**Directive:** Convert the records below into a JSON list of strings with one string per line and no blank lines, beginning at the line that contains "of the bonnet" and stopping after the line that contains "pixel 1224 381". Include only those lines.

---

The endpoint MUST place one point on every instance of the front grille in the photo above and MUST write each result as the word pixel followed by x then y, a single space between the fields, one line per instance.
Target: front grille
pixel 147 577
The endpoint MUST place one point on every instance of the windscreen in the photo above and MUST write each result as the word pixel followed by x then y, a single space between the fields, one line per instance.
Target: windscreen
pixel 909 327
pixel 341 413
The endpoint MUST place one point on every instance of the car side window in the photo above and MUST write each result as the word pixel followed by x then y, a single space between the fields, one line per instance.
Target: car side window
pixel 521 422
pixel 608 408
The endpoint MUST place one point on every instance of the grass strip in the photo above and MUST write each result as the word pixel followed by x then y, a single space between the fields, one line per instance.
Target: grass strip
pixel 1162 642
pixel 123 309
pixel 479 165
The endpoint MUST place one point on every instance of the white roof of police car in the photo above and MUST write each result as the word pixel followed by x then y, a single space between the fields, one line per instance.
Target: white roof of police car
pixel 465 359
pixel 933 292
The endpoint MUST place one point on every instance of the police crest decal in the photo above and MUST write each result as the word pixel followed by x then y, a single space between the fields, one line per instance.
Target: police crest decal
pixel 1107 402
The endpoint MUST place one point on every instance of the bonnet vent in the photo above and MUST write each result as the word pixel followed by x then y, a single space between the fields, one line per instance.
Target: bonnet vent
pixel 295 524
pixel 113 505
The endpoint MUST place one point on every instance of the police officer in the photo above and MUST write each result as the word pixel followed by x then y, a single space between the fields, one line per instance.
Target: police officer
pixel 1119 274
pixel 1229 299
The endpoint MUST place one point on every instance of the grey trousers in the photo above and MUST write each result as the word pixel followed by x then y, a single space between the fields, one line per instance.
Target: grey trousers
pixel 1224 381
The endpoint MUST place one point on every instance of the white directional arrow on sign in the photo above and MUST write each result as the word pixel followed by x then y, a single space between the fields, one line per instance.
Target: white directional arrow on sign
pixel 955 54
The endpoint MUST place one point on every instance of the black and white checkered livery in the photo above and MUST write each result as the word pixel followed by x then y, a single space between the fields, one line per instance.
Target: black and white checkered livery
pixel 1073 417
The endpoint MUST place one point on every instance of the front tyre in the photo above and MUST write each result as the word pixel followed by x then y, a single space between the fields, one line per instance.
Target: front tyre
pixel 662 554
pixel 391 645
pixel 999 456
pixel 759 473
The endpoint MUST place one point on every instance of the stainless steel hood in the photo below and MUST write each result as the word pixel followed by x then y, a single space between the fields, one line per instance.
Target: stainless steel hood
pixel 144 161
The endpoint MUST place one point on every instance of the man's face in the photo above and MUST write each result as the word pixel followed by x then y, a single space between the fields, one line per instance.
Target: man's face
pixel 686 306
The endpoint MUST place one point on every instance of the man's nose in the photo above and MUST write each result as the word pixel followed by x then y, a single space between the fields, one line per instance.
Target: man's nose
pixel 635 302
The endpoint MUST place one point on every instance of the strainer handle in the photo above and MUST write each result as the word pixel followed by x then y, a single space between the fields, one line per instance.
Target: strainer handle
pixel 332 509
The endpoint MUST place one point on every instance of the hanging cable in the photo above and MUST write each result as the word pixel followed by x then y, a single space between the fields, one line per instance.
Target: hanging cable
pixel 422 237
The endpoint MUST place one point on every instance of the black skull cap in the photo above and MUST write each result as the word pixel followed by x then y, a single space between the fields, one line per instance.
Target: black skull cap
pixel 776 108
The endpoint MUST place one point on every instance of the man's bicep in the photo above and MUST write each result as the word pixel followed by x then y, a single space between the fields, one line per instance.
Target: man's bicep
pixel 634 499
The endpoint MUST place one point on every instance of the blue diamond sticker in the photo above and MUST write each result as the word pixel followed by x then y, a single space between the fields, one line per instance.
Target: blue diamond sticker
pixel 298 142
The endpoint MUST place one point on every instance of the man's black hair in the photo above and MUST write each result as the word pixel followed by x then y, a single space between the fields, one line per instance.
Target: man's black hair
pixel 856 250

---

**Reply:**
[
  "The endpoint MUST place one point on every instance of the bonnet vent in the photo above and MUST write each result as the word pixel followed by x then y, a single space between the fields, one line per instance.",
  "Target: bonnet vent",
  "pixel 295 524",
  "pixel 113 505",
  "The endpoint MUST place one point on every instance of the police officer in the photo above and MUST write each result as the word pixel followed by x then y, a single space between the fields, one line per instance.",
  "Target: police officer",
  "pixel 1119 274",
  "pixel 1229 299",
  "The endpoint MUST place one point on every instance of the grey trousers in the photo above and MUST write each result as the word pixel followed by x then y, a single space between the fields, one line per instance.",
  "Target: grey trousers",
  "pixel 1224 381"
]